### Что нужно сделать
Перепечатайте, пожалуйста, весь материал ниже дословно, строка за строкой. Картинки в ответ не включайте.

··· Исходный материал

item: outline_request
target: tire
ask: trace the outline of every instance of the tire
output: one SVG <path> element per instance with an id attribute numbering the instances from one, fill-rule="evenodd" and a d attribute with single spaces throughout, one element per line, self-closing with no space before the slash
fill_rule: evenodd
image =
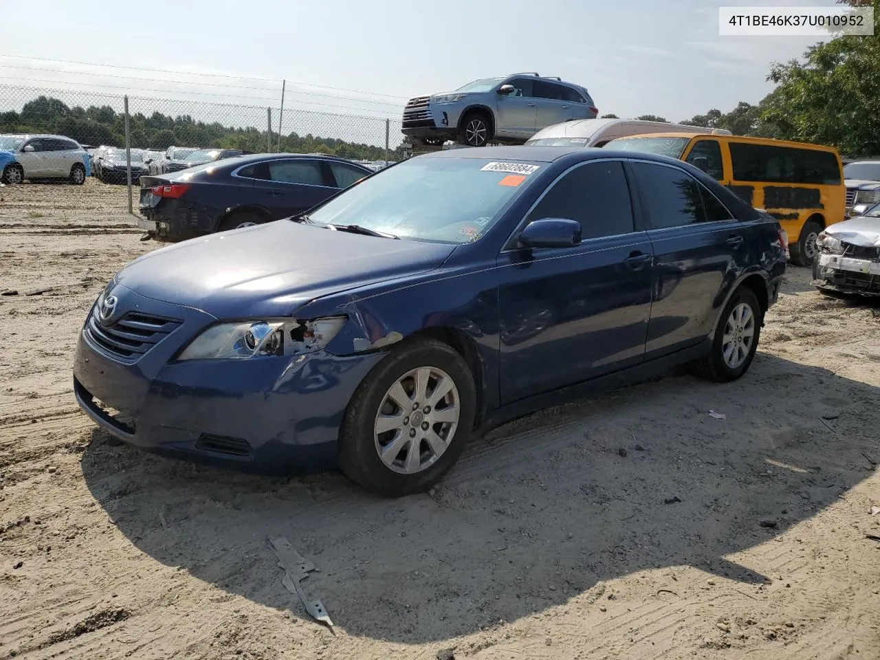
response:
<path id="1" fill-rule="evenodd" d="M 485 113 L 472 110 L 458 124 L 458 143 L 468 147 L 485 147 L 492 136 Z"/>
<path id="2" fill-rule="evenodd" d="M 424 378 L 423 397 L 450 379 L 452 387 L 439 400 L 442 407 L 435 409 L 429 397 L 415 394 L 417 377 Z M 406 398 L 400 405 L 393 389 L 398 389 L 398 398 Z M 450 412 L 432 428 L 431 417 L 450 408 L 457 408 L 458 416 Z M 461 456 L 473 429 L 475 412 L 473 376 L 461 356 L 432 339 L 401 342 L 373 368 L 352 396 L 340 429 L 339 466 L 353 481 L 385 496 L 423 492 Z M 380 416 L 387 429 L 377 433 Z M 430 431 L 433 444 L 427 439 Z M 392 445 L 397 446 L 393 455 Z M 418 448 L 417 455 L 414 447 Z M 385 458 L 379 453 L 383 449 L 389 452 Z M 410 463 L 411 458 L 418 463 Z"/>
<path id="3" fill-rule="evenodd" d="M 744 318 L 740 317 L 743 320 L 737 325 L 735 314 L 738 316 L 744 308 L 749 313 Z M 716 383 L 730 383 L 741 378 L 755 357 L 763 319 L 758 297 L 748 287 L 739 287 L 721 312 L 711 351 L 694 364 L 697 374 Z M 732 341 L 726 341 L 729 337 Z M 731 348 L 733 351 L 729 353 Z M 728 356 L 731 356 L 730 361 Z"/>
<path id="4" fill-rule="evenodd" d="M 231 231 L 233 229 L 241 229 L 242 227 L 253 227 L 255 224 L 265 224 L 268 222 L 262 216 L 258 216 L 256 213 L 233 213 L 229 217 L 225 218 L 222 223 L 220 223 L 220 231 Z"/>
<path id="5" fill-rule="evenodd" d="M 74 186 L 82 186 L 85 183 L 85 167 L 77 163 L 70 168 L 70 183 Z"/>
<path id="6" fill-rule="evenodd" d="M 801 229 L 797 242 L 791 246 L 791 262 L 796 266 L 811 266 L 816 256 L 816 238 L 822 231 L 822 225 L 808 220 Z"/>
<path id="7" fill-rule="evenodd" d="M 25 170 L 20 165 L 12 164 L 6 165 L 3 171 L 3 182 L 10 186 L 16 186 L 25 180 Z"/>

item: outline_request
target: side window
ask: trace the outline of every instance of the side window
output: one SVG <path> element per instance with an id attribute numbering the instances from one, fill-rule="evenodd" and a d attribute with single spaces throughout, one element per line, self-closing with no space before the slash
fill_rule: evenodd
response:
<path id="1" fill-rule="evenodd" d="M 338 188 L 347 188 L 367 176 L 366 172 L 343 163 L 330 163 L 330 170 L 333 172 L 334 179 L 336 180 Z"/>
<path id="2" fill-rule="evenodd" d="M 551 100 L 562 100 L 562 88 L 561 85 L 554 84 L 546 80 L 535 80 L 532 83 L 533 96 L 539 99 L 550 99 Z"/>
<path id="3" fill-rule="evenodd" d="M 681 227 L 705 217 L 700 186 L 686 172 L 651 163 L 633 163 L 651 229 Z"/>
<path id="4" fill-rule="evenodd" d="M 717 140 L 697 140 L 685 161 L 693 165 L 696 158 L 706 158 L 708 161 L 706 173 L 716 181 L 723 180 L 724 165 Z"/>
<path id="5" fill-rule="evenodd" d="M 581 92 L 572 87 L 562 86 L 562 100 L 569 103 L 586 103 Z"/>
<path id="6" fill-rule="evenodd" d="M 273 181 L 324 185 L 320 164 L 314 160 L 275 160 L 268 167 L 269 179 Z"/>
<path id="7" fill-rule="evenodd" d="M 508 96 L 534 96 L 532 89 L 532 80 L 528 78 L 514 78 L 510 84 L 513 85 L 513 92 L 508 94 Z"/>
<path id="8" fill-rule="evenodd" d="M 706 222 L 720 223 L 734 219 L 733 214 L 708 189 L 700 186 L 700 193 L 703 198 L 703 219 Z"/>
<path id="9" fill-rule="evenodd" d="M 569 172 L 547 191 L 528 220 L 544 217 L 576 220 L 584 240 L 634 231 L 623 164 L 587 163 Z"/>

······

### Результат упражнения
item: outline_request
target: tire
ask: trace the outline of every instance of the tire
output: one SVG <path> element per instance with an id attribute numbering the instances from one, fill-rule="evenodd" and a d attribute with single spaces throughout, one element per line, self-closing with no space before the slash
fill_rule: evenodd
image =
response:
<path id="1" fill-rule="evenodd" d="M 485 113 L 472 110 L 458 124 L 458 143 L 468 147 L 485 147 L 492 136 Z"/>
<path id="2" fill-rule="evenodd" d="M 424 378 L 423 397 L 450 379 L 452 387 L 439 400 L 442 407 L 435 409 L 429 397 L 415 394 L 417 377 Z M 406 398 L 400 405 L 393 389 L 398 389 L 398 398 Z M 450 412 L 432 428 L 431 417 L 450 408 L 457 408 L 458 416 Z M 461 456 L 473 429 L 475 412 L 473 376 L 461 356 L 432 339 L 401 342 L 373 368 L 352 396 L 340 429 L 339 466 L 353 481 L 385 496 L 423 492 Z M 380 416 L 387 429 L 377 433 Z M 430 431 L 433 444 L 427 439 Z M 392 445 L 397 446 L 393 455 Z M 418 448 L 417 455 L 414 447 Z M 385 458 L 379 453 L 383 449 L 389 452 Z M 410 463 L 411 458 L 418 463 Z"/>
<path id="3" fill-rule="evenodd" d="M 744 318 L 740 317 L 743 320 L 737 325 L 735 314 L 738 316 L 744 308 L 749 313 Z M 716 383 L 730 383 L 741 378 L 755 357 L 763 319 L 758 297 L 748 287 L 739 287 L 721 312 L 711 351 L 694 364 L 697 374 Z M 732 341 L 726 341 L 729 337 Z M 731 348 L 733 351 L 729 353 Z M 728 356 L 731 356 L 730 361 Z"/>
<path id="4" fill-rule="evenodd" d="M 231 231 L 233 229 L 241 229 L 242 227 L 253 227 L 255 224 L 265 224 L 268 222 L 262 216 L 258 216 L 256 213 L 233 213 L 229 217 L 225 218 L 222 223 L 220 223 L 220 231 Z"/>
<path id="5" fill-rule="evenodd" d="M 74 186 L 82 186 L 85 183 L 85 167 L 77 163 L 70 168 L 70 183 Z"/>
<path id="6" fill-rule="evenodd" d="M 801 229 L 797 242 L 791 246 L 791 262 L 796 266 L 811 266 L 816 256 L 816 238 L 822 231 L 822 225 L 808 220 Z"/>
<path id="7" fill-rule="evenodd" d="M 25 170 L 20 165 L 12 164 L 6 165 L 3 171 L 3 182 L 10 186 L 16 186 L 25 180 Z"/>

item: outline_request
target: side window
ask: trace the outline of every instance of the side window
output: one SVG <path> element per instance with an id attribute numbering the instances from one, fill-rule="evenodd" and a d attribute with single spaces throughout, one element per line, self-closing with no space before the slash
fill_rule: evenodd
response:
<path id="1" fill-rule="evenodd" d="M 338 188 L 347 188 L 367 176 L 366 172 L 343 163 L 330 163 L 330 170 L 333 172 L 334 179 L 336 180 Z"/>
<path id="2" fill-rule="evenodd" d="M 551 100 L 562 100 L 562 88 L 561 85 L 554 84 L 546 80 L 535 80 L 532 83 L 533 96 L 539 99 L 550 99 Z"/>
<path id="3" fill-rule="evenodd" d="M 681 227 L 705 217 L 700 186 L 686 172 L 651 163 L 633 163 L 651 229 Z"/>
<path id="4" fill-rule="evenodd" d="M 717 140 L 697 140 L 685 161 L 693 165 L 696 158 L 706 158 L 708 161 L 706 173 L 716 181 L 723 180 L 724 165 Z"/>
<path id="5" fill-rule="evenodd" d="M 581 92 L 572 87 L 562 86 L 562 100 L 569 103 L 586 103 Z"/>
<path id="6" fill-rule="evenodd" d="M 273 181 L 324 185 L 320 164 L 314 160 L 275 160 L 268 167 L 269 179 Z"/>
<path id="7" fill-rule="evenodd" d="M 508 96 L 534 96 L 532 89 L 532 80 L 528 78 L 514 78 L 510 84 L 513 85 L 513 92 L 508 94 Z"/>
<path id="8" fill-rule="evenodd" d="M 706 222 L 720 223 L 734 219 L 733 214 L 708 189 L 700 186 L 700 193 L 703 198 L 703 219 Z"/>
<path id="9" fill-rule="evenodd" d="M 569 172 L 547 191 L 528 220 L 544 217 L 576 220 L 584 240 L 634 231 L 623 164 L 587 163 Z"/>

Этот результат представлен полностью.